* **Your goal**
Your reply should reproduce all the data below exactly while excluding the pictures.

Records contained in a dataset
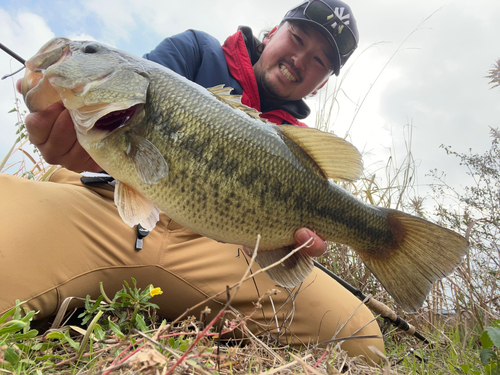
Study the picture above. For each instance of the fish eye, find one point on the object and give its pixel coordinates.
(90, 48)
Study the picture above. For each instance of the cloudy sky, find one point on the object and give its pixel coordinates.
(420, 67)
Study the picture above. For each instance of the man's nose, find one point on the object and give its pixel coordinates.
(300, 60)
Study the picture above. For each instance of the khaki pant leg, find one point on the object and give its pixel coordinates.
(320, 310)
(60, 239)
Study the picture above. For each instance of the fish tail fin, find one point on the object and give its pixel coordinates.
(292, 271)
(421, 253)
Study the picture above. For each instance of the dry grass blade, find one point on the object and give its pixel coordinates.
(494, 74)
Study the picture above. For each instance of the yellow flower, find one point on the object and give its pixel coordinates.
(155, 291)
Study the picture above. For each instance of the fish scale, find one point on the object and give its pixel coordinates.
(212, 165)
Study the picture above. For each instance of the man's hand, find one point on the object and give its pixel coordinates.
(53, 133)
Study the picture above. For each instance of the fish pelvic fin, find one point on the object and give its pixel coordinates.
(292, 271)
(337, 158)
(149, 163)
(134, 208)
(421, 253)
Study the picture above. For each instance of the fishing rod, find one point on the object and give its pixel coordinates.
(14, 55)
(376, 306)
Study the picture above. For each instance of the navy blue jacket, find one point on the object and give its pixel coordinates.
(197, 56)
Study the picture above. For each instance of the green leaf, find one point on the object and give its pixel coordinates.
(55, 336)
(12, 326)
(486, 356)
(141, 324)
(27, 335)
(11, 356)
(115, 329)
(74, 344)
(99, 333)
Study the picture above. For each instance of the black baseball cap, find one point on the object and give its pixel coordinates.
(334, 20)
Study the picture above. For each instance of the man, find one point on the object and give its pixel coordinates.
(73, 238)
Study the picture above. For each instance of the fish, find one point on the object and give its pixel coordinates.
(211, 164)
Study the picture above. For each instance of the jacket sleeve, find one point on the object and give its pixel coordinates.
(180, 52)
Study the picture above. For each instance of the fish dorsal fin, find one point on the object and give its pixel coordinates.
(224, 95)
(148, 160)
(134, 208)
(337, 158)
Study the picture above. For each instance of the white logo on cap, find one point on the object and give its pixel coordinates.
(339, 12)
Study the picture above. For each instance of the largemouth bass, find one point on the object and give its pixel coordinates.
(213, 166)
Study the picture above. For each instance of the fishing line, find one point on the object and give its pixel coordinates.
(14, 55)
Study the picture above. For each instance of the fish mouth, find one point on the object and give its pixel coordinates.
(116, 119)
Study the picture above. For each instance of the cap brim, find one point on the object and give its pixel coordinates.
(324, 32)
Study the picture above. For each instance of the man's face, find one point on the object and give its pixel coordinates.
(295, 62)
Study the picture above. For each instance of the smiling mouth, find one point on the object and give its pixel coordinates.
(287, 73)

* **Completed exercise**
Study the picture above. For each instance of the fish eye, find one point on the object and give its pixel coordinates.
(90, 48)
Study the picture above. For each instance of the cloudy sky, find one point on the object and give its pixel coordinates.
(420, 67)
Study the picture above. For each instance of the man's nose, find one point on the object and give its pixel coordinates.
(300, 60)
Study the picture above. For each instance of the khaki pant leg, find one point on the object and give its pixel coordinates.
(320, 310)
(60, 239)
Study the picture above. For each instance of the fish tail fin, find one point on the object and give its pixel coordinates.
(292, 271)
(421, 253)
Study the picture above. For each instance of the dry grass blade, find one point on the object and give its pixel coordinates.
(494, 74)
Study the picture above. For each instance of the yellow flower, find one point on the object and give its pixel coordinates.
(155, 291)
Study the picture above. For each instance of the fish scale, find one point on the object and give its pixel coordinates.
(212, 165)
Study the picture above. For each instance of the man's hand, find one point on the object and give its pixel coordinates.
(53, 133)
Study the picture above. For each instance of the fish pelvic fin, find one point on the object and give its pixel coordinates.
(292, 271)
(337, 158)
(149, 163)
(134, 208)
(421, 253)
Study the picture above. For each instance of the fishing rod, find one point on the object and give its pixel coordinates.
(14, 55)
(376, 306)
Study the picture above. For each instance of the navy blue jacket, find one point on the object and give its pixel coordinates.
(197, 56)
Study the picture above. For each instance of the green leaf, find one point on the object and give its pixel coordinates.
(55, 336)
(12, 326)
(486, 356)
(141, 324)
(27, 335)
(11, 356)
(115, 329)
(74, 344)
(99, 333)
Study the picture above. For each instance of the black baseball cap, find one point on the object and give its pixel coordinates.
(334, 20)
Study the picture above. For each instance of the man, find one point on the object and give its pixel coordinates.
(73, 238)
Study the picture above. For each instance of the fish, find one point on the object and give its pixel coordinates.
(211, 164)
Study the picture above. For each instance of the jacket sleeve, find one point on the object and give its pixel coordinates.
(180, 52)
Study the picture above. For each instance of the fish dorsal fin, find one point on the object and give its pixel coordinates.
(224, 95)
(148, 160)
(134, 208)
(337, 158)
Study the picture above. For each instance of the white logo on cap, find one point on the object and give its pixel coordinates.
(339, 12)
Study the picture above. For each instance of the largemouth bass, find one point on the object and give its pixel coordinates.
(213, 166)
Study the picture above. For each instance of the fishing line, find one point on the object and give its pixel coordinates.
(14, 55)
Study the picture above. For each instance of the fish mouth, find one point on the object and give its pixel coordinates.
(116, 119)
Study the picture above. For each instance of the cap brim, find one point on the object and give its pixel coordinates.
(324, 32)
Study the picture above. For each instance of the man's face, find one point on the object and give its pixel coordinates.
(295, 62)
Study the picture above. For each instance of the smiling mouth, find one point on the object and give its pixel coordinates.
(287, 73)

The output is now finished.